Both the line containing "car window, once" and the last line of the listing are included: write out exactly the lines from one to the other.

Entries from a pointing dataset:
* START *

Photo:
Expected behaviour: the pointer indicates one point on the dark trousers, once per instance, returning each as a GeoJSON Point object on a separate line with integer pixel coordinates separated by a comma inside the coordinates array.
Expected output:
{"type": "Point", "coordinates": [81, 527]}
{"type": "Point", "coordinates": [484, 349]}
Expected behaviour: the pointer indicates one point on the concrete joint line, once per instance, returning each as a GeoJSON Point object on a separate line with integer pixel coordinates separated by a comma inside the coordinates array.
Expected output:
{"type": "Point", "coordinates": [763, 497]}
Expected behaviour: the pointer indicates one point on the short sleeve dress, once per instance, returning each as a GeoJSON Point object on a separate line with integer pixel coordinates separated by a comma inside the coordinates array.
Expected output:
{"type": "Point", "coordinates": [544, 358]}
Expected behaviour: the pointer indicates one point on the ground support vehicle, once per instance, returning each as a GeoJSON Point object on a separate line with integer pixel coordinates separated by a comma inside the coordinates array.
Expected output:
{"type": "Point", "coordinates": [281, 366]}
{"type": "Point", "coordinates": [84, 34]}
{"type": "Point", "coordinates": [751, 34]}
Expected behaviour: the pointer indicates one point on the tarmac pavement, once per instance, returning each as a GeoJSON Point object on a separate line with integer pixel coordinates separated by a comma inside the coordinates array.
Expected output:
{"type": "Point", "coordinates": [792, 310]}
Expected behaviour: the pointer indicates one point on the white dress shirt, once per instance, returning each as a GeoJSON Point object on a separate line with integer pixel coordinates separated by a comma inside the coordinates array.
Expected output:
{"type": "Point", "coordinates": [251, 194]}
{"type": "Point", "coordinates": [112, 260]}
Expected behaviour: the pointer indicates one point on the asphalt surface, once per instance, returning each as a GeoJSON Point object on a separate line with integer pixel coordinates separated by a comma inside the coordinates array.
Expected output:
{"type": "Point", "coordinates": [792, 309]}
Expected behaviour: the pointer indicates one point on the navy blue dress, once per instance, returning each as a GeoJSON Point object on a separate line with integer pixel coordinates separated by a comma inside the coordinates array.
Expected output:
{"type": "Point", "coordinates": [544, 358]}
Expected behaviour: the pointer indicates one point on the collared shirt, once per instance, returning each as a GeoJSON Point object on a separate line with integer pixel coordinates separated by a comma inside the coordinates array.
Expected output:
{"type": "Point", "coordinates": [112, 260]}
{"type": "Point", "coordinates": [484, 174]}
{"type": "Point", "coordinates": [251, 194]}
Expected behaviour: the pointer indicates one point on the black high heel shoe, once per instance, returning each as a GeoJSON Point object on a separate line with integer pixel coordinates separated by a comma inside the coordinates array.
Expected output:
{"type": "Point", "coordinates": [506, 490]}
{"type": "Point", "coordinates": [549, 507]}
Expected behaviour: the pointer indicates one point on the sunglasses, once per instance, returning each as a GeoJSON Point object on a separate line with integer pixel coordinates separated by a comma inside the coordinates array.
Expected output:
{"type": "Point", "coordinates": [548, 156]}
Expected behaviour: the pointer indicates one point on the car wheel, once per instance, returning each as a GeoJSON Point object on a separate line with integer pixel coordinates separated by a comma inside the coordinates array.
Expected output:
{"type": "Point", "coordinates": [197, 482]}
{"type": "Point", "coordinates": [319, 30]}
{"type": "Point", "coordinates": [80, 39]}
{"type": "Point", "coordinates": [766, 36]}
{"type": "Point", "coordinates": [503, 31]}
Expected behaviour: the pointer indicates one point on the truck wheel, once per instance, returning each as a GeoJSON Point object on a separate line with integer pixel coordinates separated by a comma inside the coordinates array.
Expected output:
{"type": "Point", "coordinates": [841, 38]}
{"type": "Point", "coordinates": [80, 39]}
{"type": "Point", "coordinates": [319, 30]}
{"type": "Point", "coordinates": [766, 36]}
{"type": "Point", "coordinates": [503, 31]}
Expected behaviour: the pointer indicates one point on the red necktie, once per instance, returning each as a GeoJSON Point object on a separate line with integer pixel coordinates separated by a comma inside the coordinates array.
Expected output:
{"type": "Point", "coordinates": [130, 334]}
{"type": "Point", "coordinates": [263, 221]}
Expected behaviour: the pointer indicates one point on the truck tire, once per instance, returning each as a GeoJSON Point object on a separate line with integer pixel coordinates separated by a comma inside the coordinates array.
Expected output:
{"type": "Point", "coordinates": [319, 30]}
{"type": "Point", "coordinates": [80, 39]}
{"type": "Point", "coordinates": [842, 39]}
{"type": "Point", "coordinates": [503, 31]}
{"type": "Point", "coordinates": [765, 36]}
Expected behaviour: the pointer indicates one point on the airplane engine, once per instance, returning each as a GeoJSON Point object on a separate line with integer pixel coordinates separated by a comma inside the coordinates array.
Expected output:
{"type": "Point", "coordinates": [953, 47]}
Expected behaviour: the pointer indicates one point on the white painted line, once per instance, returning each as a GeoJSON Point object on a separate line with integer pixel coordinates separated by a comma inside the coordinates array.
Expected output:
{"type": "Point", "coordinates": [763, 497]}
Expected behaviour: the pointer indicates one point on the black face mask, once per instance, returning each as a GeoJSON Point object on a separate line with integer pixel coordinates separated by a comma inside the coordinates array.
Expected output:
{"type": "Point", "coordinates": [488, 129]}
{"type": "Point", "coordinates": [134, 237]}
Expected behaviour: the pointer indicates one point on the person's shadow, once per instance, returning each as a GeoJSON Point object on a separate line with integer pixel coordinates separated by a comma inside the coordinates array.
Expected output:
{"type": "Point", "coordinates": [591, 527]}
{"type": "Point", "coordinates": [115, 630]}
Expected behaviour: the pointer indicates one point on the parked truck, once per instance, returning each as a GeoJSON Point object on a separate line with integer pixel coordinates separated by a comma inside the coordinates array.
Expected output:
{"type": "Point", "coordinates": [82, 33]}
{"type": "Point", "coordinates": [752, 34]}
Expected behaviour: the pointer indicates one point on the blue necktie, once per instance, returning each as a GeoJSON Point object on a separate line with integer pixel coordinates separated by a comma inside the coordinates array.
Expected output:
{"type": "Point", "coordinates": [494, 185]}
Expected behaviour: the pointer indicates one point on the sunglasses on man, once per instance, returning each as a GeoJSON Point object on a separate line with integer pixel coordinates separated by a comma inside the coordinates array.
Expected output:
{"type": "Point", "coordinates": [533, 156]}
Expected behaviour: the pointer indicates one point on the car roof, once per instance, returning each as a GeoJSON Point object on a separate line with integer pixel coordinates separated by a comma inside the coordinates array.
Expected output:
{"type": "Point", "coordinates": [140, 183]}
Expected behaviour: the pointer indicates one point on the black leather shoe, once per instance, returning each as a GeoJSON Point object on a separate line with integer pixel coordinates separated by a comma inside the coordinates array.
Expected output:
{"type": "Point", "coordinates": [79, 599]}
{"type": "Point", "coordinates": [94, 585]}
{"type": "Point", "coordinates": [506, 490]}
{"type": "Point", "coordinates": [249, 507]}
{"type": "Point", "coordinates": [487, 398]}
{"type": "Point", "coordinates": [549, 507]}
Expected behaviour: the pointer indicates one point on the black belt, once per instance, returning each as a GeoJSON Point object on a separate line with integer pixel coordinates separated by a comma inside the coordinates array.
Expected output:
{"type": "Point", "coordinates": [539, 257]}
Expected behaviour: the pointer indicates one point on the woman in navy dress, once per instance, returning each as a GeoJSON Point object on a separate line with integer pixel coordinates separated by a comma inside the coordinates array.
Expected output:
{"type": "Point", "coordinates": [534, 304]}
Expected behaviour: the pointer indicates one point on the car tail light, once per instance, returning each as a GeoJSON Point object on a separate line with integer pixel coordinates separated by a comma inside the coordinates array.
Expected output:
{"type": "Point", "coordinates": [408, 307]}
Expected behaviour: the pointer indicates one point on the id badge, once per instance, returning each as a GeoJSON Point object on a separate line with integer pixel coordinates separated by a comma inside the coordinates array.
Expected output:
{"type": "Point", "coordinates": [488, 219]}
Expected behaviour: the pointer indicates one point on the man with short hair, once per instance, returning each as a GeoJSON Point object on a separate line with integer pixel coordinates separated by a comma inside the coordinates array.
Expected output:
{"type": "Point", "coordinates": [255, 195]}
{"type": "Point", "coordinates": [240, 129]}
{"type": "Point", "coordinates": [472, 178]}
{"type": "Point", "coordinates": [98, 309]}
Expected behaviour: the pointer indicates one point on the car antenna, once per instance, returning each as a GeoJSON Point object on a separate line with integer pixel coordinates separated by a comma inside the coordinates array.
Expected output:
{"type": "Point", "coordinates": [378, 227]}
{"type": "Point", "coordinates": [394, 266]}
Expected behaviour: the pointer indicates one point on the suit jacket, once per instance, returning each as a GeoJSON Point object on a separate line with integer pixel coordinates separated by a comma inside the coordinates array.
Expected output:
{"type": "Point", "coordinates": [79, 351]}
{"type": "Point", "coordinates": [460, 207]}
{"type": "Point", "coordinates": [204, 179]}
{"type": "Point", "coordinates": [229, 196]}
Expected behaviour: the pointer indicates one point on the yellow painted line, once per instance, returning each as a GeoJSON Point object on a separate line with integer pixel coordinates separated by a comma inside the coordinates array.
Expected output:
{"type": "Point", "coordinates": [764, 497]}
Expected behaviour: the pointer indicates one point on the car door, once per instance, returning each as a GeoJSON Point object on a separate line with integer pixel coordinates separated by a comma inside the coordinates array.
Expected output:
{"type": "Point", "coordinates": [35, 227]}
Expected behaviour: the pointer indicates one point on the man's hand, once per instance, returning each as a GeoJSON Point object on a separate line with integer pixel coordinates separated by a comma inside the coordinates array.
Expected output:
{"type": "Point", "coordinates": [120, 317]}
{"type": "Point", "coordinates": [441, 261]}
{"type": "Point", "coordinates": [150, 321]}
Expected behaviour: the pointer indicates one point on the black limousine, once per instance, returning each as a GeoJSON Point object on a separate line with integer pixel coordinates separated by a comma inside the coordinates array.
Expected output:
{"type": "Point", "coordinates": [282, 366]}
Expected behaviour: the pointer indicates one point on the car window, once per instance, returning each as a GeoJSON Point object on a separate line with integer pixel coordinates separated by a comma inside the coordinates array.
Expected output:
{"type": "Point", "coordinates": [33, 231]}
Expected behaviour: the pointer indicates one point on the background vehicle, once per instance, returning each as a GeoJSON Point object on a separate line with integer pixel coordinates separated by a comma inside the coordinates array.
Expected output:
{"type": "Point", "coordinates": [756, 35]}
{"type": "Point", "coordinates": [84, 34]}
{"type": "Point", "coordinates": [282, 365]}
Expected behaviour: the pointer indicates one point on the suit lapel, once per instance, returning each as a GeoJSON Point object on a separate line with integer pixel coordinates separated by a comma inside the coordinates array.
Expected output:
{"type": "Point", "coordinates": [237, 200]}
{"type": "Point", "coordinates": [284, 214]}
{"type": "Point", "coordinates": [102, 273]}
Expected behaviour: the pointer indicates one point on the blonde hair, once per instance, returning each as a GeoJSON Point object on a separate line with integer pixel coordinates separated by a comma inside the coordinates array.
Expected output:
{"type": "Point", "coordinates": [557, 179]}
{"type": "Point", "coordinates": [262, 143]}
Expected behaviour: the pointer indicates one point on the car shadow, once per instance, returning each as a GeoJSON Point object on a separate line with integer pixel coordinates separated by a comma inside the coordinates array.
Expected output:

* END *

Written solution
Expected behaviour: the pointer indicates one point on the car window, once per instance, returning each as a GeoJSON Point object on a separate line with integer pixel coordinates separated by a comma inside the coordinates array.
Expected output:
{"type": "Point", "coordinates": [33, 231]}
Expected behaviour: the pointer indicates one point on the background vehicle, once per instance, returning each as a GeoJSON Point object on a separate line with integer pixel coordinates separated by a comma inside the coordinates array.
Expected output:
{"type": "Point", "coordinates": [756, 35]}
{"type": "Point", "coordinates": [84, 34]}
{"type": "Point", "coordinates": [282, 365]}
Expected behaviour: the pointer indicates one point on the suit lapel, once per instance, returning each as a GeoJSON Point object on a separate line with integer pixel coordinates separated by a comma inside the coordinates array.
Expected output:
{"type": "Point", "coordinates": [237, 200]}
{"type": "Point", "coordinates": [284, 214]}
{"type": "Point", "coordinates": [102, 273]}
Expected behaviour: the pointer indicates one point on the blonde hair, once per instance, returning each as a GeoJSON Point object on a separate line with integer pixel coordinates separated by a comma inside the coordinates array.
Expected output:
{"type": "Point", "coordinates": [557, 179]}
{"type": "Point", "coordinates": [262, 143]}
Expected behaviour: the pointer indicates one point on the car shadow, once per instance, returning each as a GeoJSON Point object on a separate line with integer pixel coordinates separated by a comma inside the coordinates array.
Expected output:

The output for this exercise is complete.